#### DATA EXTRACT:
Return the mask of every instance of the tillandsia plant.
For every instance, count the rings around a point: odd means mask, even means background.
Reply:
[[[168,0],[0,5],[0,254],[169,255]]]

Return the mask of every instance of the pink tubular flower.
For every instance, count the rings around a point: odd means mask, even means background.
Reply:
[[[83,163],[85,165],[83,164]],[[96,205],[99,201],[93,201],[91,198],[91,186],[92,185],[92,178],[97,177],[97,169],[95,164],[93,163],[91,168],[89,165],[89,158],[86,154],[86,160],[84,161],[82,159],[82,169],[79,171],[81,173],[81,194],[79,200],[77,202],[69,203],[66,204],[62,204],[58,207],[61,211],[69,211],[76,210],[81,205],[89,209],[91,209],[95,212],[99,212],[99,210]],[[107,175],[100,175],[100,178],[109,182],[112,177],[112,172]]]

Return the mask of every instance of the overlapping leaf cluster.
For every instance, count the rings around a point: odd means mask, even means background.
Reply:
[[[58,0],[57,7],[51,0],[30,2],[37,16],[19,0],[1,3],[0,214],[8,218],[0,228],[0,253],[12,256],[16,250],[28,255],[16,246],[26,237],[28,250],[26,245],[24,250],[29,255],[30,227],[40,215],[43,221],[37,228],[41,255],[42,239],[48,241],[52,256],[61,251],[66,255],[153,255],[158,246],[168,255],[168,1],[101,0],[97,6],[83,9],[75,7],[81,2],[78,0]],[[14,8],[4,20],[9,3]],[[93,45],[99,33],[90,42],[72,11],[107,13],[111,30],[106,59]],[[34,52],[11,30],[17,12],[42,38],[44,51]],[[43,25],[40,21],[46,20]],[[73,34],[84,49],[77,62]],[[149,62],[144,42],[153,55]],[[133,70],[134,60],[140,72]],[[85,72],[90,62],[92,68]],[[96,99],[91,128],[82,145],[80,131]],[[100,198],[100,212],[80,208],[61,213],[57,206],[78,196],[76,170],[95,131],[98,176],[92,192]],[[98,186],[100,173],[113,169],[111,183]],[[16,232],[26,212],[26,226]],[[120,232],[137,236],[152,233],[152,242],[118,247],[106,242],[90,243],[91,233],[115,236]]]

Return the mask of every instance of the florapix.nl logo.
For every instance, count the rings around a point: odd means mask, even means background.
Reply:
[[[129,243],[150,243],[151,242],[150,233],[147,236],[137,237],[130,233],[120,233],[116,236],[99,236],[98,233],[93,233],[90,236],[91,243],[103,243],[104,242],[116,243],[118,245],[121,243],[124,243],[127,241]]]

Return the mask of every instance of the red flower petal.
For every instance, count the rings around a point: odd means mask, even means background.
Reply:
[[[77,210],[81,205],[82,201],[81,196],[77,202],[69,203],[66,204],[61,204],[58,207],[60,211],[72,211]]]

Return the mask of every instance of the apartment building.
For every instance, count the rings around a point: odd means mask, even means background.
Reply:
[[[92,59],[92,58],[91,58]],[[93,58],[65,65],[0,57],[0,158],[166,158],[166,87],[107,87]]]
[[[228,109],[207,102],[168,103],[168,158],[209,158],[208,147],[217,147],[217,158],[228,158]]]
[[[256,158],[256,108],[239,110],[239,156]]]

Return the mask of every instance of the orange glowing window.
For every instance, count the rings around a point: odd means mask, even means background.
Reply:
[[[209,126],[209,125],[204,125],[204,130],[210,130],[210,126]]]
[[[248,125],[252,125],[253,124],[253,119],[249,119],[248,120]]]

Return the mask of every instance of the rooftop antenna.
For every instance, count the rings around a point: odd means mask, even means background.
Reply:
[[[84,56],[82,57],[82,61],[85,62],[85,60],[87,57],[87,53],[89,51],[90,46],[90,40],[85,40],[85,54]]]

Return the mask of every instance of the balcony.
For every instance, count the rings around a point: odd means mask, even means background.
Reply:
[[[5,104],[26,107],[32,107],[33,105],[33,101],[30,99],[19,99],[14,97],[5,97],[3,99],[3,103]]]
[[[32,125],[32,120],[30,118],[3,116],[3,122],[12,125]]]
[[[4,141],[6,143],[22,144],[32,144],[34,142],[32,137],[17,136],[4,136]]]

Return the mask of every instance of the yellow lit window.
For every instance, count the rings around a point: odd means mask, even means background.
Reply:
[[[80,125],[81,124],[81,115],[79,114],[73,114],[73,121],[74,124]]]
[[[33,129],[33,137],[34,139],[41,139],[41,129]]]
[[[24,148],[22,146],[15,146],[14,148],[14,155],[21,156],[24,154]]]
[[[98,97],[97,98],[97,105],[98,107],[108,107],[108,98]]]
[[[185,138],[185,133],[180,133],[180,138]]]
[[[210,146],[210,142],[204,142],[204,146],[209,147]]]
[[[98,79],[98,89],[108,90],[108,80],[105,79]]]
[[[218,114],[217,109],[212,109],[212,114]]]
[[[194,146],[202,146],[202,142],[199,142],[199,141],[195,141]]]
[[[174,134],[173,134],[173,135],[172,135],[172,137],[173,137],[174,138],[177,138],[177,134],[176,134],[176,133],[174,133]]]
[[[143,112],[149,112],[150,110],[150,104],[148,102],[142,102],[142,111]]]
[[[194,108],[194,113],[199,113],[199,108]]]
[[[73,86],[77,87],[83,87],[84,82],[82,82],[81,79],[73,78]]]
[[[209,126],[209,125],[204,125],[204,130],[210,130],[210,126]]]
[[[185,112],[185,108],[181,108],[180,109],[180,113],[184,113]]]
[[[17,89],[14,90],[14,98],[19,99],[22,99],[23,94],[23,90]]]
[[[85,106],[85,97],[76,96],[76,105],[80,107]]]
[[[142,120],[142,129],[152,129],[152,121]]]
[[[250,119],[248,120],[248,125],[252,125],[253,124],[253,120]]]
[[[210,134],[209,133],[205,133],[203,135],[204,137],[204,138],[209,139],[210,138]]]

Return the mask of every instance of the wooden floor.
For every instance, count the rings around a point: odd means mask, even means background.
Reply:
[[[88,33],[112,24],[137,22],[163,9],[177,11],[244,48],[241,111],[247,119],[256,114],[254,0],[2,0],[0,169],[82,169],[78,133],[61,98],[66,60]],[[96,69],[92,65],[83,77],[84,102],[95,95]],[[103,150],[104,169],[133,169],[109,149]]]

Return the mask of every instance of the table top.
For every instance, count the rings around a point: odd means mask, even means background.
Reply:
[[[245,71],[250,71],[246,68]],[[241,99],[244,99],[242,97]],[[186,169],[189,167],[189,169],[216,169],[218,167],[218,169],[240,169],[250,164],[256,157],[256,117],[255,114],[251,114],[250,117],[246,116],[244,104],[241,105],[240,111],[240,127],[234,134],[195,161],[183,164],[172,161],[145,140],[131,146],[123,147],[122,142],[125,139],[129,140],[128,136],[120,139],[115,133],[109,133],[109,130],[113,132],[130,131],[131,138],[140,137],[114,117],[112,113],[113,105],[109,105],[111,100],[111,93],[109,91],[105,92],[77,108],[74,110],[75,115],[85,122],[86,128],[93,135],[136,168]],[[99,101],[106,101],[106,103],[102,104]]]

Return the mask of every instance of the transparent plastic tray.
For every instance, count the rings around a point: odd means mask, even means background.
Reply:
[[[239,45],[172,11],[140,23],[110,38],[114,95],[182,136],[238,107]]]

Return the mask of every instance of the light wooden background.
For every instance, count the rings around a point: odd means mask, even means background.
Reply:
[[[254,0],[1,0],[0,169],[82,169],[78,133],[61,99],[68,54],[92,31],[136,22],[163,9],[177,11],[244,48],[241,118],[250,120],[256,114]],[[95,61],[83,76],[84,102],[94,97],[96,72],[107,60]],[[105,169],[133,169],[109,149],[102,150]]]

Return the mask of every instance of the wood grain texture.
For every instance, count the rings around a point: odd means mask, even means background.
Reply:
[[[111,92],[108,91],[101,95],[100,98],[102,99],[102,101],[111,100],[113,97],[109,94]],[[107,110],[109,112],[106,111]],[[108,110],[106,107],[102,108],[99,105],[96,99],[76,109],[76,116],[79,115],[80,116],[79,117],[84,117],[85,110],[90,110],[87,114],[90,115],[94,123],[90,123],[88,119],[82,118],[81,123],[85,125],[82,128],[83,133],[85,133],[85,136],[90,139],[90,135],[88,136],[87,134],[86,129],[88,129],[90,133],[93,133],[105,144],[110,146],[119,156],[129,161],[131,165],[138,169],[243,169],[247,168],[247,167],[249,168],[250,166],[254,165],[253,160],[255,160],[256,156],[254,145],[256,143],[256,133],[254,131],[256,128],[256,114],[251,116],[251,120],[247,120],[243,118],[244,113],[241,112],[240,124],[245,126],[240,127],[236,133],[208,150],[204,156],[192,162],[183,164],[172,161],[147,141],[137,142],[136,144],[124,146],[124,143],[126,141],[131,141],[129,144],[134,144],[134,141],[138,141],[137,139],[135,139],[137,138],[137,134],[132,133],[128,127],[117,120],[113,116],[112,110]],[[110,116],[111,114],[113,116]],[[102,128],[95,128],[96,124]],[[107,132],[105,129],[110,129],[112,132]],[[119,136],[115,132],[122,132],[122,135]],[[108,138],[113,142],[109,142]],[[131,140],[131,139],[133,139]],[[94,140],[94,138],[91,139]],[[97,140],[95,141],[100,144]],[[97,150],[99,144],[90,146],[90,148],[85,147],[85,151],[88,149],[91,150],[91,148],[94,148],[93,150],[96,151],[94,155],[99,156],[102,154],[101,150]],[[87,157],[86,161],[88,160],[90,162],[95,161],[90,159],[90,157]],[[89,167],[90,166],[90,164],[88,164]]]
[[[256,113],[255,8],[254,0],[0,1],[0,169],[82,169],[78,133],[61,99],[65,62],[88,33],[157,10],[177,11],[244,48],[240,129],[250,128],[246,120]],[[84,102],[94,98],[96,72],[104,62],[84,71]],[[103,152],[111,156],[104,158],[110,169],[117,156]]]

#### TASK OBJECTIVE:
Identify every line in the listing above that contains the string "wooden", treating case as significant, and copy each such line.

#### EXERCISE OUTPUT:
Return the mask of every instance of the wooden floor.
Return the mask of every instance of the light wooden background.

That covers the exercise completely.